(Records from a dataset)
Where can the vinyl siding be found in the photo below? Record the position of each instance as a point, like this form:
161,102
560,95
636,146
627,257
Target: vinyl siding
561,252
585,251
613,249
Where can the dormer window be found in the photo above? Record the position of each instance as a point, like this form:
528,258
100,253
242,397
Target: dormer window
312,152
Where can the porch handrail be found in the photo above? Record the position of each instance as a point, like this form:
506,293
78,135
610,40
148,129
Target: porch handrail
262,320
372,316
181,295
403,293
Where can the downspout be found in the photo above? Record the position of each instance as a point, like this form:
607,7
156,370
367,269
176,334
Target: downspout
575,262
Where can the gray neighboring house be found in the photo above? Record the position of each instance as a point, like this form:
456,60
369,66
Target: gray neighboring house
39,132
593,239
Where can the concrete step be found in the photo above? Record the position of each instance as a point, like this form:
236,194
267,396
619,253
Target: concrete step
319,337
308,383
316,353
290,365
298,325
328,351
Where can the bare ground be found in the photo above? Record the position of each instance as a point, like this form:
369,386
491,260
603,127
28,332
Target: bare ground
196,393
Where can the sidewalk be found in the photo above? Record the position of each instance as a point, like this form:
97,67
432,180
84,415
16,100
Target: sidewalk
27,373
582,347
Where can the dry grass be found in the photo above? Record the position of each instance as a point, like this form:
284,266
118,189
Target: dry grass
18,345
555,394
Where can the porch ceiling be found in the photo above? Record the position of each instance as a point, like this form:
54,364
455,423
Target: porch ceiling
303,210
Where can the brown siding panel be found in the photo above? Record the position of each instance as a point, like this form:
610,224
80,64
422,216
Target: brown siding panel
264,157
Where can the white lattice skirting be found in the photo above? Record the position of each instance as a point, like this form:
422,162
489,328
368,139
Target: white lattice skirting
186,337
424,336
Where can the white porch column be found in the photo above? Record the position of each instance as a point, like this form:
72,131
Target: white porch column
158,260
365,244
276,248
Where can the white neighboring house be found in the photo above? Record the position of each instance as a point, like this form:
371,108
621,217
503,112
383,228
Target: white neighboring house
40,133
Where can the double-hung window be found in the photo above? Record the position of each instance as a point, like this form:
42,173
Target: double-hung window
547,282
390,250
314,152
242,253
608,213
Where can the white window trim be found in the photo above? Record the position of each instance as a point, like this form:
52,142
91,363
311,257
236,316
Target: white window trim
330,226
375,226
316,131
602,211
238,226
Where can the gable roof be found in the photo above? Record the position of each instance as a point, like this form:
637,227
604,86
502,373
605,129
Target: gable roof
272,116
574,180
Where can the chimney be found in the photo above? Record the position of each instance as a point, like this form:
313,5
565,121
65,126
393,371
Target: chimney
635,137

_WHAT TO DO:_ What is needed is each line of the data, printed exactly.

_WRITTEN SOLUTION:_
Where can the vinyl siding be found in the photo below? Record the position of each instance as a point, like this form:
161,102
560,95
636,146
627,257
Target: vinyl siding
561,252
585,251
613,249
Where can the dormer window be found in the photo above? Record the position of each instance as a point, like this form:
528,258
100,253
242,397
Target: dormer window
312,152
Where can the porch handrail be found in the photo above? Record the position of each instance as a point, like this form:
506,293
78,135
610,40
148,129
Target: porch handrail
262,320
372,316
181,295
403,293
Where can the downspout be found in the photo above? Record the position of each instance as a point, like this form:
607,7
156,370
367,269
176,334
Target: downspout
575,262
Where can the gray neighboring house be found in the photo above? Record the position of each instance as a point, like this form:
456,60
369,66
Target: gray neighboring house
39,132
593,239
Where can the concrete step be found in the photo above? Record the position of each instance as a point, like this form:
236,194
267,396
619,253
Target: concrete step
319,337
308,383
316,353
290,365
298,325
328,351
Where can the bare ground be found in the photo above? Record the position of each instance as a point, like this form:
369,386
491,260
603,127
28,332
Target: bare ground
196,393
Where can the sidewalk be found in the photo above? Record the position of each instance as a point, like this form:
97,67
432,180
84,415
16,100
Target: sidewalk
27,373
582,347
Where can the dry grass be found in the photo above? Record the position of each instance as a point, like this form:
284,266
118,189
Target: dry grass
18,345
555,394
Where can the porch ceiling be found in the photo above? Record the position of each instance as a point, like this form:
54,364
455,423
Target: porch ceiling
303,210
Where can the brown siding panel be found in the photo above? Record the position of each instance as a point, like this form:
610,224
80,64
422,216
Target: brown siding panel
264,157
Where can the white lattice skirting be found in the photo above? Record the position of each instance as a point, like this form:
422,162
489,328
368,139
Target: white lattice skirting
186,337
424,336
Where can the white porch column be found in the photo above? Record the position of each instance as a point, like this form:
72,131
Target: white porch column
158,260
365,244
276,248
Where can the white neighboring house be found in the photo above? Record the position of each instance as a point, like this form:
371,108
621,217
503,112
383,228
Target: white neighboring house
40,133
Where can the double-hung window be found in the photo above? Record the position of each instance as a point, like this form:
42,173
Target: double-hung window
547,282
390,250
314,152
242,253
608,213
Where can the white window trim be found in the photo above? Record the position of each instance as a point, like this form:
52,142
91,363
311,257
236,316
Target: white window trim
330,226
375,226
316,131
602,211
238,226
Where can the gable roof be found in the photo above? Record the position of each instance as a point, like this form:
637,227
604,86
502,373
605,129
Target: gable roof
272,116
574,180
Where can the chimney be found in the photo above? Record the position of each instance as a point, like this form:
313,5
565,121
65,126
393,371
Target: chimney
635,137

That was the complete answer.